◆ AIM OF THE TASK ◆
Copy the material from the line containing "Question: Mark the woman's" to the line containing "[444,0,1316,584]", both included, changing only the bounding-box coordinates. Scale each coordinate by 1.45 and round it to the nearest whole number, with halves rounded up.
* BEGIN SUPPLIED INFORMATION *
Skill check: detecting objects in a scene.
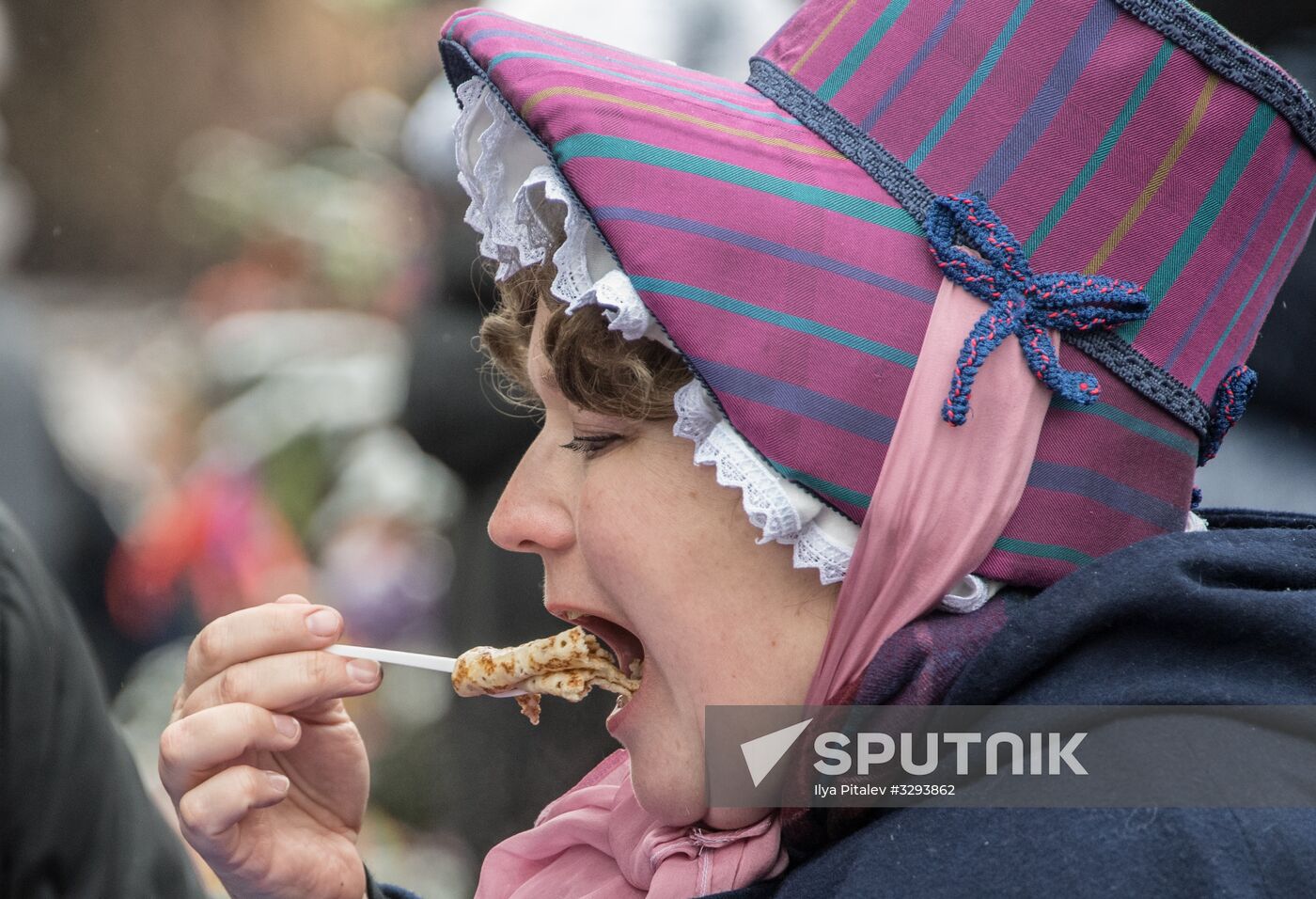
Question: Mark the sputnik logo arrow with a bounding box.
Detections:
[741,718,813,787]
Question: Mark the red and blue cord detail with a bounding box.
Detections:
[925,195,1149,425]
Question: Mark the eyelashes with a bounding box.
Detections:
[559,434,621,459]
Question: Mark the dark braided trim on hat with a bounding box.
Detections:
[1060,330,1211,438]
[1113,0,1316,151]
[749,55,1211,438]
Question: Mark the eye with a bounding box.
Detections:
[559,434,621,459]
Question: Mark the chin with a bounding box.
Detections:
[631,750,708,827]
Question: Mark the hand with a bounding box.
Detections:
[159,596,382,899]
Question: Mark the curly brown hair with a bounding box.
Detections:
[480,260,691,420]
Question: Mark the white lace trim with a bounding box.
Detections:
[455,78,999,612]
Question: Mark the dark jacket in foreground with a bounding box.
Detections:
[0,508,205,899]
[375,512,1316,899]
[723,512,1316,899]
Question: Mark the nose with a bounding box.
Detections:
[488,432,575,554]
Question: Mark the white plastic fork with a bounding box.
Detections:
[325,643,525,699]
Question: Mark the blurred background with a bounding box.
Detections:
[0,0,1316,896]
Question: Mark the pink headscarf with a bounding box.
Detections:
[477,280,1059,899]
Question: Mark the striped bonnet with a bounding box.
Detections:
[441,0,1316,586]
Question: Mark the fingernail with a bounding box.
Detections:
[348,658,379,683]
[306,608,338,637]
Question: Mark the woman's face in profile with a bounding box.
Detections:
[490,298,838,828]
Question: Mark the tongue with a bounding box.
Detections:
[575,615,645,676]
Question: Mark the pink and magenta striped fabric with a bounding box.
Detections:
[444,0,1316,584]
* END SUPPLIED INFORMATION *
* BEGIN SUPPLIED INFORMATION *
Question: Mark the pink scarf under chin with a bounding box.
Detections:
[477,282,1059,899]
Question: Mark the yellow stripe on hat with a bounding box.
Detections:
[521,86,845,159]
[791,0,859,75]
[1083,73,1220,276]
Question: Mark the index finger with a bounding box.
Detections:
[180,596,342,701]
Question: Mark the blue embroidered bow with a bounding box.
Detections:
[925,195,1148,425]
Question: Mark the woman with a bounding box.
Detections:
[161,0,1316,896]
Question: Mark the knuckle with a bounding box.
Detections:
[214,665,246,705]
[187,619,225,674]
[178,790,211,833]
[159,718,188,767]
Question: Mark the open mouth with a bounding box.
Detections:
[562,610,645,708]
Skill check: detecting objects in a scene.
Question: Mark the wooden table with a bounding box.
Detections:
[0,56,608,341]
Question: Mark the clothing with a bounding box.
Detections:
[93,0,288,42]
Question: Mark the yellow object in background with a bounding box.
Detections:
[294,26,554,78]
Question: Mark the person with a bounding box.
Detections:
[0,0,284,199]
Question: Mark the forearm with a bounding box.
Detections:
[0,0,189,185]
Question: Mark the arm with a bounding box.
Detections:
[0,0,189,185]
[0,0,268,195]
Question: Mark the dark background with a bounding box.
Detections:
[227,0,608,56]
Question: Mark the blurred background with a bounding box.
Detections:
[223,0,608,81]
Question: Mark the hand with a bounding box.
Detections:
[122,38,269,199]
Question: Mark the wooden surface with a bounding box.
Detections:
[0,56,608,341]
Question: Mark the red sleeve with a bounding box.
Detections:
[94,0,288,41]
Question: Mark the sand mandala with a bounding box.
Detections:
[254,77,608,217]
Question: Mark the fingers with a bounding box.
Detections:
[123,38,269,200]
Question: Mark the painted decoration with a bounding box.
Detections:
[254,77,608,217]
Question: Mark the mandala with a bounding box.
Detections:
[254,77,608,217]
* END SUPPLIED INFORMATION *
◆ CORRECT RESULT ◆
Question: Mark the woman's face in profile with a bounding box.
Detections:
[711,432,1215,1201]
Question: Mark the tongue with a bounding box.
Detections:
[834,892,935,980]
Question: Mark the pink and magenta striped fabric with a bounding box.
Detections:
[644,0,1908,847]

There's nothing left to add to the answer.